(Data for this exercise Opens)

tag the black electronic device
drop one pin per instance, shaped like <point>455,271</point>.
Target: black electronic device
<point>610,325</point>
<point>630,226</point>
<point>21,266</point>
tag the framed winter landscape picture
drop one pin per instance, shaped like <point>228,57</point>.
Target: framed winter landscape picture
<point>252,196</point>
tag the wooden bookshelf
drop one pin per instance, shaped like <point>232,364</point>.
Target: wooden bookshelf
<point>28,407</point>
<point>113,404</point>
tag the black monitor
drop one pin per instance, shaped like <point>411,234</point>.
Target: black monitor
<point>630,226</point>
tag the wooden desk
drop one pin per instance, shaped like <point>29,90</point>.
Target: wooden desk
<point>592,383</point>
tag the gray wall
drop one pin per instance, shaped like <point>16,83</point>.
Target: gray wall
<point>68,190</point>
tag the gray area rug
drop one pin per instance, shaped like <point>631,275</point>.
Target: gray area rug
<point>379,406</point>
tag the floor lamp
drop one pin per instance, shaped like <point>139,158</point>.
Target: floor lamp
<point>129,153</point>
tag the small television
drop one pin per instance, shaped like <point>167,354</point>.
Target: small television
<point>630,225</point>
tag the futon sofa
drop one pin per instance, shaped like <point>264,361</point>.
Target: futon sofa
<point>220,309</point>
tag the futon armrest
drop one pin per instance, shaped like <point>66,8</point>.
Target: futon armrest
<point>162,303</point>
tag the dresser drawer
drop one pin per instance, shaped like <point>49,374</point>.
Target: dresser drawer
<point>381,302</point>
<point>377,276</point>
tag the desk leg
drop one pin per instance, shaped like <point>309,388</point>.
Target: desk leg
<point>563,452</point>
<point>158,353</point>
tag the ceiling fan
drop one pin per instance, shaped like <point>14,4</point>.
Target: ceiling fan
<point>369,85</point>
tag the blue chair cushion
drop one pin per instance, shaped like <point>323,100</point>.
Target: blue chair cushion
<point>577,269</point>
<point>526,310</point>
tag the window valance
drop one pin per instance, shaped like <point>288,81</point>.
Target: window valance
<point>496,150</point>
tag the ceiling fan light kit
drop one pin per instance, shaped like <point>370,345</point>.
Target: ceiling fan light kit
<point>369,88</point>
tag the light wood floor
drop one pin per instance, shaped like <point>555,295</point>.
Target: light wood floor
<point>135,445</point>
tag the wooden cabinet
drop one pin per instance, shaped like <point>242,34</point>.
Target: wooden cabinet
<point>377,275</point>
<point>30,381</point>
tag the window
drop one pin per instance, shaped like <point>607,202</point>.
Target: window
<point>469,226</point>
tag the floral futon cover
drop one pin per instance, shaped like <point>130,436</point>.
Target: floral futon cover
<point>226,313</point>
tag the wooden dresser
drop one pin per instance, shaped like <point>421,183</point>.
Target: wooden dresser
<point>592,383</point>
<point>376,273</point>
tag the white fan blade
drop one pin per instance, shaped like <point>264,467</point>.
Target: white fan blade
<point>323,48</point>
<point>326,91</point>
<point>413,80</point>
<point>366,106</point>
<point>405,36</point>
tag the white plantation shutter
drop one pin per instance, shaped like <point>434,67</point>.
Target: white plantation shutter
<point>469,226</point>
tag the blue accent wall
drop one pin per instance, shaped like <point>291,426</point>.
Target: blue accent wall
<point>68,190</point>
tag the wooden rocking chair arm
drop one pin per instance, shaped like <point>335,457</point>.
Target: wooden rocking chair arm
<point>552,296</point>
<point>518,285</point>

(Data for this exercise Closes)

What the task requires:
Above are the lines; repeat exactly the ones from the line containing "drop one pin per instance, shaped like <point>323,100</point>." down to the line containing "tag the white fan blade", both inclusive.

Result:
drop one pin per instance, shaped like <point>323,100</point>.
Target: blue chair cushion
<point>577,269</point>
<point>526,310</point>
tag the window valance
drop one pin per instance, shaped like <point>288,81</point>.
Target: window valance
<point>496,150</point>
tag the ceiling fan light kit
drop one pin per instance, shaped like <point>370,345</point>.
Target: ceiling fan light kit
<point>369,88</point>
tag the light wood floor
drop one pin per instance, shaped like <point>555,295</point>.
Target: light wood floor
<point>135,445</point>
tag the wooden cabinet
drop one pin per instance, shaped like <point>242,34</point>.
Target: wooden cabinet
<point>377,275</point>
<point>30,381</point>
tag the window
drop one pin per instance, shaped like <point>607,202</point>.
Target: window
<point>469,226</point>
tag the floral futon cover
drop one pin per instance, shaped like <point>130,436</point>.
Target: floral futon cover
<point>226,313</point>
tag the wooden dresser
drop one pin per instance, shaped like <point>421,183</point>.
Target: wooden dresser
<point>592,383</point>
<point>376,273</point>
tag the white fan blade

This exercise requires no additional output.